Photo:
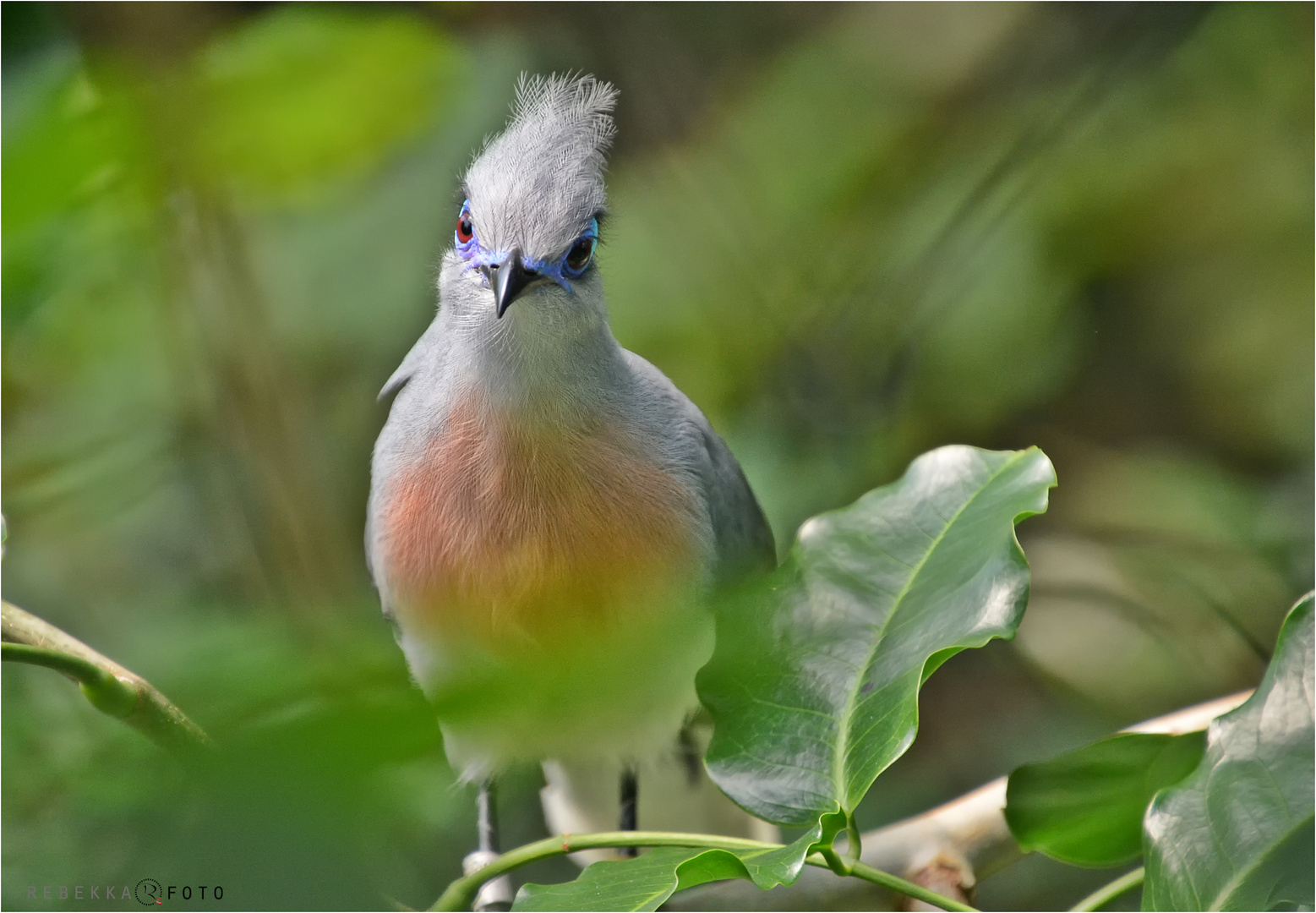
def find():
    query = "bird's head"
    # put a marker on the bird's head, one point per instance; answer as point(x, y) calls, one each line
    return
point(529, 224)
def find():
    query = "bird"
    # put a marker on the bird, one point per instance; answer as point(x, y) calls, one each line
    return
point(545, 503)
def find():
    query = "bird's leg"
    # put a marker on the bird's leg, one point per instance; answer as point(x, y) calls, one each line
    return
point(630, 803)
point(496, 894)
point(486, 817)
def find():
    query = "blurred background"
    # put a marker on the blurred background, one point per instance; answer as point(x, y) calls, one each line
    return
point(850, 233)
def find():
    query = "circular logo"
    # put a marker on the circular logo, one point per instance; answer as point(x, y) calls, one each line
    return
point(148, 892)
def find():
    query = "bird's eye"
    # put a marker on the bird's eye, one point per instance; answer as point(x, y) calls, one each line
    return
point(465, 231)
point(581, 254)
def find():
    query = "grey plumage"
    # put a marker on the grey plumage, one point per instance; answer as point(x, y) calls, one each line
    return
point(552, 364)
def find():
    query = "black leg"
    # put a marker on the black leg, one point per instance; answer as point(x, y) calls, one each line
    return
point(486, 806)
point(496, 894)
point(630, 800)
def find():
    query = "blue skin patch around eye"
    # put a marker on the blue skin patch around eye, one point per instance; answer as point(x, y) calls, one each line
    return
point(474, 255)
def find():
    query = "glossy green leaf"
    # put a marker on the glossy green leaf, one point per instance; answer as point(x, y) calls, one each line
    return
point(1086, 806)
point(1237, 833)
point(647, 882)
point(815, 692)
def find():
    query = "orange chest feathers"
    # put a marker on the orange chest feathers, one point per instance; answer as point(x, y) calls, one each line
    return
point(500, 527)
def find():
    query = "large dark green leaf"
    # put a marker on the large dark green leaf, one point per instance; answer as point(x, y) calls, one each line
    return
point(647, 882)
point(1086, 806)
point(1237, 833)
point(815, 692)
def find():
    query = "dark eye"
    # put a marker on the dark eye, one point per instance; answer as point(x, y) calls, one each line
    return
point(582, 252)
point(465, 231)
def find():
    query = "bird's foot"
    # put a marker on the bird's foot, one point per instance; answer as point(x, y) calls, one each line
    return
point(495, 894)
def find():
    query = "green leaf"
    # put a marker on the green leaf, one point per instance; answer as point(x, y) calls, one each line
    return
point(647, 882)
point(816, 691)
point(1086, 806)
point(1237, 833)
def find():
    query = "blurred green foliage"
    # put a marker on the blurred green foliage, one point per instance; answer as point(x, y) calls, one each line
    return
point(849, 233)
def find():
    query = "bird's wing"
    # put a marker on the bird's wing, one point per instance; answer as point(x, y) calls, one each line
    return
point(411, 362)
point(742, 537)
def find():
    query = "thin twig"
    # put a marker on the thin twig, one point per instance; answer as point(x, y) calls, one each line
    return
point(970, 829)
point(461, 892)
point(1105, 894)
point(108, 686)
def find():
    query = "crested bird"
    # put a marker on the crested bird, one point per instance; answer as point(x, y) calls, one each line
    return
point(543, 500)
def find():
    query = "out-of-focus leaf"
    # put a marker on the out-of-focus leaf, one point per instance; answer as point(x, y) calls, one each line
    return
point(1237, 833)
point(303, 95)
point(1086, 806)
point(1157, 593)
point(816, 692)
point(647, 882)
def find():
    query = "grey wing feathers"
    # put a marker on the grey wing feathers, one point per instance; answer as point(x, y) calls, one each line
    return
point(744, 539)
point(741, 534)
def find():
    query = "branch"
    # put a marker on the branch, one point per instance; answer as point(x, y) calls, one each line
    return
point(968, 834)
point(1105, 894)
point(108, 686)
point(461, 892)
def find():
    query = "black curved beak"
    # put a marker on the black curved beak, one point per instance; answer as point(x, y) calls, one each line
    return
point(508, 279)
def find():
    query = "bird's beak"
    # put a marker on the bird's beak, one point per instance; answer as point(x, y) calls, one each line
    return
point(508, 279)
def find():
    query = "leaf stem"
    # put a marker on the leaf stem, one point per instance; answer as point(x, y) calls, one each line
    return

+ + + + +

§ **Challenge**
Render every line of the records above as a Markdown table with two columns, Number and Content. Number the rows, skip blank lines, and leave the pictures out.

§ **Expected answer**
| Number | Content |
|---|---|
| 1 | Photo: |
| 2 | def find(): |
| 3 |     query = "bird's head" |
| 4 |     # put a marker on the bird's head, one point per instance; answer as point(x, y) calls, one each line |
| 5 |     return |
| 6 | point(529, 224) |
| 7 | def find(): |
| 8 |     query = "bird" |
| 9 |     # put a marker on the bird, one point per instance; answer as point(x, y) calls, one each line |
| 10 |     return |
| 11 | point(545, 503) |
| 12 | def find(): |
| 13 |     query = "bird's leg" |
| 14 |     # put a marker on the bird's leg, one point per instance; answer as point(x, y) calls, one each line |
| 15 |     return |
| 16 | point(630, 803) |
| 17 | point(496, 894) |
| 18 | point(486, 817) |
| 19 | def find(): |
| 20 |     query = "blurred background" |
| 21 |     # put a marker on the blurred background, one point per instance; answer as point(x, y) calls, one each line |
| 22 |     return |
| 23 | point(850, 233) |
| 24 | def find(): |
| 25 |     query = "circular logo" |
| 26 |     # put a marker on the circular logo, one point per instance; answer as point(x, y) calls, one each line |
| 27 |     return |
| 28 | point(148, 892) |
| 29 | def find(): |
| 30 |     query = "bird's eye" |
| 31 |     # put a marker on the bird's eye, one point per instance; answer as point(x, y) calls, one each line |
| 32 |     return |
| 33 | point(465, 231) |
| 34 | point(581, 254) |
| 35 | def find(): |
| 36 |     query = "grey plumage" |
| 37 |     # put a marker on the grey plumage, one point per instance; answer as point(x, y) calls, one each line |
| 38 |     return |
| 39 | point(552, 364) |
| 40 | def find(): |
| 41 |     query = "black leg" |
| 42 |     # put a marker on the black leg, one point per instance; answer as point(x, y) calls, one each line |
| 43 |     return |
| 44 | point(486, 806) |
| 45 | point(496, 894) |
| 46 | point(630, 800) |
| 47 | def find(): |
| 48 |     query = "blue skin patch around eye" |
| 49 |     # put a marker on the blue skin patch around eye, one point per instance; answer as point(x, y) calls, one each line |
| 50 |     return |
| 51 | point(474, 255) |
| 52 | def find(): |
| 53 |     query = "glossy green leaf" |
| 54 |     # put a marker on the glossy green leaf, one point per instance; answer as point(x, y) calls, one each line |
| 55 |     return |
| 56 | point(1086, 806) |
| 57 | point(1237, 833) |
| 58 | point(647, 882) |
| 59 | point(815, 692) |
| 60 | def find(): |
| 61 |     query = "orange chest feathers" |
| 62 |     # put a marker on the orange chest feathers, one point per instance; answer as point(x, y) calls, one each line |
| 63 |     return |
| 64 | point(500, 527) |
| 65 | def find(): |
| 66 |     query = "large dark green leaf" |
| 67 |     # put a marker on the large dark green leaf, one point per instance; answer as point(x, y) calls, one each line |
| 68 |     return |
| 69 | point(647, 882) |
| 70 | point(1086, 806) |
| 71 | point(1237, 833) |
| 72 | point(815, 692) |
| 73 | def find(): |
| 74 |     query = "dark eye" |
| 75 |     # put a marker on the dark eye, one point per instance; answer as point(x, y) calls, one each line |
| 76 |     return |
| 77 | point(582, 252) |
| 78 | point(465, 231) |
| 79 | def find(): |
| 80 |     query = "bird's foot" |
| 81 |     # put a marker on the bird's foot, one point per instance; answer as point(x, y) calls, one each line |
| 82 |     return |
| 83 | point(495, 894) |
| 84 | def find(): |
| 85 |     query = "green leaf" |
| 86 |     # put a marker on the green leaf, one point per instance; answer as point(x, y) calls, one each line |
| 87 |     return |
| 88 | point(647, 882) |
| 89 | point(816, 691) |
| 90 | point(1086, 806) |
| 91 | point(1237, 833) |
| 92 | def find(): |
| 93 |     query = "blurred green foliage" |
| 94 |     # put a marker on the blurred green foliage, one point per instance; answer as point(x, y) calls, one each line |
| 95 |     return |
| 96 | point(849, 233) |
| 97 | def find(): |
| 98 |     query = "bird's wing" |
| 99 |     # put a marker on the bird's wing, one point per instance; answer as point(x, y) calls, one each line |
| 100 |     return |
| 101 | point(411, 362) |
| 102 | point(742, 537) |
| 103 | def find(): |
| 104 |     query = "thin twig" |
| 105 |     # put a marker on the thin twig, one point per instance; answer as point(x, y) calls, one each line |
| 106 |     return |
| 107 | point(970, 829) |
| 108 | point(461, 892) |
| 109 | point(1105, 894) |
| 110 | point(108, 686) |
| 111 | def find(): |
| 112 |     query = "crested bird" |
| 113 |     # put a marker on the crested bird, one point per instance; answer as point(x, y) calls, one each line |
| 114 |     return |
| 115 | point(543, 500) |
| 116 | def find(): |
| 117 |     query = "out-of-focus leaf" |
| 118 |     # put a marker on the out-of-focus leaf, one point per instance; answer as point(x, y) calls, one each line |
| 119 |     return |
| 120 | point(1237, 833) |
| 121 | point(303, 95) |
| 122 | point(1086, 806) |
| 123 | point(1157, 593) |
| 124 | point(816, 692) |
| 125 | point(647, 882) |
| 126 | def find(): |
| 127 |     query = "grey wing feathers" |
| 128 |     # put a marker on the grey wing feathers, one point per instance; answer as point(x, y) calls, one each line |
| 129 |     return |
| 130 | point(744, 539) |
| 131 | point(741, 534) |
| 132 | def find(): |
| 133 |     query = "branch" |
| 134 |     # put a marker on the branch, one point per instance; answer as point(x, y) calls, one each line |
| 135 |     return |
| 136 | point(968, 834) |
| 137 | point(1105, 894) |
| 138 | point(108, 686) |
| 139 | point(461, 892) |
| 140 | def find(): |
| 141 |     query = "black curved beak" |
| 142 |     # put a marker on the black curved beak, one point per instance; answer as point(x, y) calls, one each line |
| 143 |     return |
| 144 | point(508, 279) |
| 145 | def find(): |
| 146 |     query = "bird's beak" |
| 147 |     # put a marker on the bird's beak, one point per instance; answer as point(x, y) calls, one each line |
| 148 |     return |
| 149 | point(508, 279) |
| 150 | def find(): |
| 151 |     query = "leaf stem" |
| 152 |     # put a marker on the leaf stem, one point per instance; answer as point(x, y) calls, one each line |
| 153 |     return |